◆ **EXCERPTED PASSAGE**:
>>>>

Thank goodness some of us are still finding the energy to write about what is actually happening here right now.
posted by Imshin 12:38
Hahaha
And what's wrong with muesli and sandals, exactly? (You forgot to point out that they have to be Birkenstock, preferably the green plastic ones).

Update: I’ve been admonished as unpatriotic by Allison, for writing about Birkenstock without mentioning the far-superior Israeli equivalent – Naot.

Somehow I don't think Guardian readers would dare wear Israeli sandals, for fear of their hard-earned subscriptions being automatically revoked.

The funny thing is that, in Israel, the most fervent among the Settlers are also muesli and sandals people. Things are often not quite as they seem.
posted by Imshin 11:28
And talking about humility...
I agree SO much,
Alisa (no longer in Wonderland?)! Every word in the rock, as we weird Israelis say.
posted by Imshin 11:22
So who isn’t a bloody misfit? (revisited)
Last week a friend at work was telling us at great length about the hard-luck story of an apparently well-known Israeli model and former beauty queen, as it had appeared in an interview in the paper. (Don’t you just hate it when people do that? If I’d really wanted to know the story of that TV movie on Hallmark last night, I would have watched it myself. You really don’t have to tell it all to me! Nu, but I have to be polite).

Anyway, this poor gorgeous model (I forget the name) had had an awful life. Grown up in a well-to do family, beauty queen, followed by successful modeling career, got married to a handsome Italian millionaire who had fallen in love with her image in a magazine and flown straight to Israel to woo her… Now I’m just being mean. The sad truth was that the Italian millionaire treated her like a piece of jewelry to put on his arm and they eventually divorced leaving her with three kids, I think.

<<<<

◆ **USING THE INFORMATION**:
1. Reproduce the part of the blog excerpt that opens with the words "Anyway, this poor" and closes with "kids, I think.".
2. According to the blog excerpt, why did Allison admonish the writer as unpatriotic? Answer in one to three sentences.
3. For each statement, say whether it agrees with the blog excerpt, answering yes or no and quoting the deciding words: (a) The friend at work told the model's story as it had appeared in a newspaper interview. (b) The Italian millionaire first saw the model on television. (c) The writer says the most fervent Settlers are also muesli and sandals people.
The entries after this point are not needed.

◆ **MATERIAL SHOWN**:
>>>>

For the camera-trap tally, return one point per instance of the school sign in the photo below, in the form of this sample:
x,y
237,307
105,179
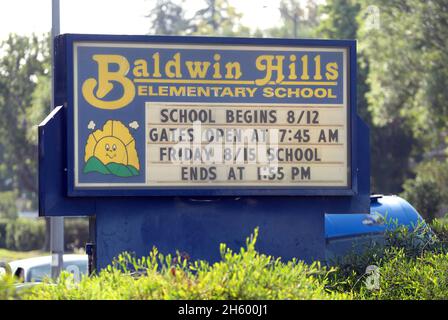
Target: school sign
x,y
207,117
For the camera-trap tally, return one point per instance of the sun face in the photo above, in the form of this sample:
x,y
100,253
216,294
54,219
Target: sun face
x,y
111,149
113,144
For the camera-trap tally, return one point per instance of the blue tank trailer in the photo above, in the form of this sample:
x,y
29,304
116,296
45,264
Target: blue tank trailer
x,y
347,232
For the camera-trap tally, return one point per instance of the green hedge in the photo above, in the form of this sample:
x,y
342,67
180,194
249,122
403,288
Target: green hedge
x,y
3,224
413,265
246,274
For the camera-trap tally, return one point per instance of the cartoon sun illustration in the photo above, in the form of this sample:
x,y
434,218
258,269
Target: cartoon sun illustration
x,y
111,150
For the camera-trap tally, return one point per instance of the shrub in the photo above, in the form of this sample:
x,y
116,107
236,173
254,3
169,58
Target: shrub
x,y
401,277
243,275
25,234
440,228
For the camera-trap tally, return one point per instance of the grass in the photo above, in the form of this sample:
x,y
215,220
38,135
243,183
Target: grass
x,y
10,255
412,265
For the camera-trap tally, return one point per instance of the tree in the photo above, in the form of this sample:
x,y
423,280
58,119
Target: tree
x,y
218,17
168,18
410,77
298,20
24,64
391,144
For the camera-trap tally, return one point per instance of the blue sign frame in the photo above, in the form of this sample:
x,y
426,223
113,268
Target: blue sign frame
x,y
64,93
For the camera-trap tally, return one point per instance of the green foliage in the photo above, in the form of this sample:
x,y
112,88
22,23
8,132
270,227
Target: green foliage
x,y
25,234
8,207
246,274
440,228
412,265
25,60
428,191
215,17
3,225
298,19
403,278
408,70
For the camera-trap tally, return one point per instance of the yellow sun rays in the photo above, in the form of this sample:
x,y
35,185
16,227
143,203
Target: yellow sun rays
x,y
103,144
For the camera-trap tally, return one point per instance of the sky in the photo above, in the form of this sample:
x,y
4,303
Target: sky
x,y
111,16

<<<<

◆ **ANSWERS TO THE EXERCISES**:
1.
Anyway, this poor gorgeous model (I forget the name) had had an awful life. Grown up in a well-to do family, beauty queen, followed by successful modeling career, got married to a handsome Italian millionaire who had fallen in love with her image in a magazine and flown straight to Israel to woo her… Now I’m just being mean. The sad truth was that the Italian millionaire treated her like a piece of jewelry to put on his arm and they eventually divorced leaving her with three kids, I think.

2. Allison admonished the writer for writing about Birkenstock without mentioning Naot, which the text calls the far-superior Israeli equivalent.

3.
(a) Yes: "as it had appeared in an interview in the paper"
(b) No: "had fallen in love with her image in a magazine"
(c) Yes: "the most fervent among the Settlers are also muesli and sandals people"